S-expressions are nothing more than a serialization of binary trees. There is a long, long list of features that they do not provide. Again, if you think that is relevant, you have completely missed the point.

For the record: the point, the thing that makes s-expressions cool, is that they provide a serialization of linked lists, and this serialization is super-simple, to the point where writing code in it is actually practical. They weren't designed for this. The fact that you can actually write practical code in s-expressions was a surprise, a discovery, not an invention. You can serialize binary trees as XML or JSON, and you can even use those to write code if you want to, but no one in their right might would actually do that. You would go nuts typing all those angle brackets, double-quotes, and commas. The reason s-expressions are cool is that they are parsimonious. You don't need all the angle-brackets and quotes and commas. S-expressions are actually a reasonable syntax for writing code whereas XML and JSON are not despite being fundamentally the same thing under the hood. Indeed, once you get accustomed to s-expressions, they are a superior syntax for writing code than conventional languages because they are easy to parse (no precedence rules to deal with).

########################################

→ AIM OF THE EXERCISE
Reproduce the passage about s-expressions word for word.

→ SOURCE MATERIAL
########################################

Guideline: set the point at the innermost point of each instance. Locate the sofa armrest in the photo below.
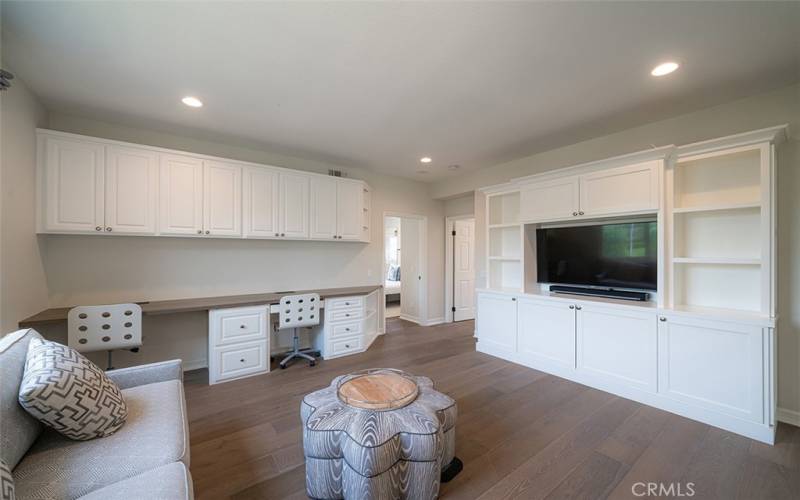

########################################

→ REPLY TO THE EXERCISE
S-expressions are nothing more than a serialization of binary trees. There is a long, long list of features that they do not provide. Again, if you think that is relevant, you have completely missed the point.

For the record: the point, the thing that makes s-expressions cool, is that they provide a serialization of linked lists, and this serialization is super-simple, to the point where writing code in it is actually practical. They weren't designed for this. The fact that you can actually write practical code in s-expressions was a surprise, a discovery, not an invention. You can serialize binary trees as XML or JSON, and you can even use those to write code if you want to, but no one in their right might would actually do that. You would go nuts typing all those angle brackets, double-quotes, and commas. The reason s-expressions are cool is that they are parsimonious. You don't need all the angle-brackets and quotes and commas. S-expressions are actually a reasonable syntax for writing code whereas XML and JSON are not despite being fundamentally the same thing under the hood. Indeed, once you get accustomed to s-expressions, they are a superior syntax for writing code than conventional languages because they are easy to parse (no precedence rules to deal with).